TASK REQUIREMENTS: Only the pictures should be left out; write out all other data exactly.

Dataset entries
#####

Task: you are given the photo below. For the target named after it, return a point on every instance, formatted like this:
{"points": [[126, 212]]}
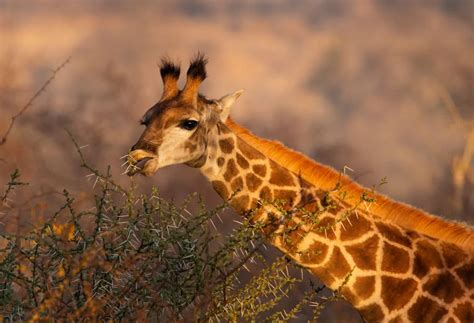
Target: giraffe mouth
{"points": [[141, 162]]}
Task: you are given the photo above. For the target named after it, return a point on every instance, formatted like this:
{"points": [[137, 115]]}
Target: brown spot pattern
{"points": [[396, 319], [226, 145], [349, 295], [392, 233], [285, 195], [266, 194], [466, 273], [325, 228], [220, 161], [243, 163], [231, 170], [465, 312], [248, 151], [280, 176], [426, 310], [237, 185], [221, 189], [253, 182], [292, 236], [372, 313], [315, 253], [240, 203], [426, 257], [396, 292], [260, 170], [395, 259], [359, 227], [364, 286], [337, 264], [453, 255], [324, 275], [444, 286], [364, 253]]}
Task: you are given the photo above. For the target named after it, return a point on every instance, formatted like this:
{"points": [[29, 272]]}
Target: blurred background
{"points": [[385, 87]]}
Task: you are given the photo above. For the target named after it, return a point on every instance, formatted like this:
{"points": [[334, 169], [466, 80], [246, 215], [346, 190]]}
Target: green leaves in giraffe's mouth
{"points": [[146, 166]]}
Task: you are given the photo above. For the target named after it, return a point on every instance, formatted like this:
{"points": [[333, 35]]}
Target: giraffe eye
{"points": [[188, 124]]}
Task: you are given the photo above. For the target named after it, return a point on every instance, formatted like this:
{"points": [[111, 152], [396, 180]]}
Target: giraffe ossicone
{"points": [[398, 263]]}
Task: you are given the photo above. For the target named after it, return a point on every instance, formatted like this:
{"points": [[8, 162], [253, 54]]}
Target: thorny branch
{"points": [[3, 140]]}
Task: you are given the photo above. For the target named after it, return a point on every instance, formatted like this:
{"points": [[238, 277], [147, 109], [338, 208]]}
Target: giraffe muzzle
{"points": [[142, 162]]}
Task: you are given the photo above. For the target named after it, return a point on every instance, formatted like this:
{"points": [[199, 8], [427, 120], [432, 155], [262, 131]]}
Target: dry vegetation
{"points": [[384, 87]]}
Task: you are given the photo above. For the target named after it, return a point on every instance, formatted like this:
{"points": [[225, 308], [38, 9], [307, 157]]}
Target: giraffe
{"points": [[395, 263]]}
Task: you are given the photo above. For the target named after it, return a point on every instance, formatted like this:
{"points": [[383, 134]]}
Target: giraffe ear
{"points": [[226, 102]]}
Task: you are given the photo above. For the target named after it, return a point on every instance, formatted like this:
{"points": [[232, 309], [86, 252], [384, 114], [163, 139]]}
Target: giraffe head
{"points": [[178, 126]]}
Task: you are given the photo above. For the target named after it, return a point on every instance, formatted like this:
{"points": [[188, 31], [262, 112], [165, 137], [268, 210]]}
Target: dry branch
{"points": [[32, 99]]}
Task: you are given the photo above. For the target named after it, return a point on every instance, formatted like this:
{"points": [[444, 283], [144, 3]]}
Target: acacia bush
{"points": [[141, 257]]}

#####

FINISHED TASK:
Task: you are given the photo below. For the target named after it, return a point on every instance, formatted like this:
{"points": [[126, 212]]}
Target: giraffe mouth
{"points": [[141, 162]]}
Task: you are given the photo above. For the target named after it, return a point on every instance, formatted like this:
{"points": [[137, 115]]}
Target: brown spot pattern
{"points": [[396, 319], [226, 145], [349, 295], [392, 233], [285, 195], [266, 194], [466, 273], [325, 228], [220, 161], [243, 163], [231, 170], [465, 312], [248, 151], [280, 176], [426, 310], [237, 185], [221, 189], [253, 182], [292, 236], [372, 313], [315, 253], [240, 203], [426, 257], [396, 292], [260, 170], [395, 259], [359, 227], [364, 286], [337, 264], [453, 255], [324, 275], [444, 286], [364, 253]]}
Task: you are given the photo above. For the target named after it, return a point on every instance, formatted like this:
{"points": [[29, 272]]}
Target: blurred background
{"points": [[385, 87]]}
Task: you are given the photo above. For the target named after it, return a point on every instance, formatted like this:
{"points": [[334, 169], [466, 80], [246, 215], [346, 190]]}
Target: green leaves in giraffe's mouth
{"points": [[146, 166]]}
Task: you are given the photo above. For the target named after it, return a point on every instance, formatted like this:
{"points": [[333, 35]]}
Target: giraffe eye
{"points": [[188, 124]]}
Task: you are given the photo above. For the target named after it, return a point on every instance, formatted like this:
{"points": [[111, 152], [396, 180]]}
Target: giraffe ossicone
{"points": [[398, 263]]}
Task: you are given the photo above. For the target named after it, return a point on every instance, formatted like this:
{"points": [[8, 162], [253, 54]]}
Target: thorny branch
{"points": [[3, 140]]}
Task: you are given the photo above. For the target named after it, return a point on every instance, formatted like this:
{"points": [[238, 277], [147, 109], [338, 208]]}
Target: giraffe muzzle
{"points": [[142, 162]]}
Task: you are given the photo above. For the target named after it, return a point on every instance, formatted like this:
{"points": [[199, 8], [427, 120], [432, 155], [262, 131]]}
Target: dry vegetation
{"points": [[384, 87]]}
Task: you are given the photo above. For the target named after it, return a point on every instance, formatted like this:
{"points": [[225, 308], [38, 9], [307, 157]]}
Target: giraffe
{"points": [[395, 263]]}
Task: you are given the photo above. For the target named after it, return a point on every instance, formatted like this:
{"points": [[383, 134]]}
Target: giraffe ear
{"points": [[226, 102]]}
Task: you are given the photo above. For the target named after it, return a point on every instance, formatted like this:
{"points": [[232, 309], [86, 252], [384, 114], [163, 139]]}
Target: giraffe head
{"points": [[178, 126]]}
Task: you are given the photo above. For the target named after it, return a point on every instance, formatted like this:
{"points": [[188, 31], [262, 112], [165, 137], [268, 210]]}
Target: dry branch
{"points": [[32, 99]]}
Task: you are given the photo above. For the target named after it, return a point on every instance, formatted like this:
{"points": [[444, 283], [144, 3]]}
Target: acacia bush
{"points": [[141, 257]]}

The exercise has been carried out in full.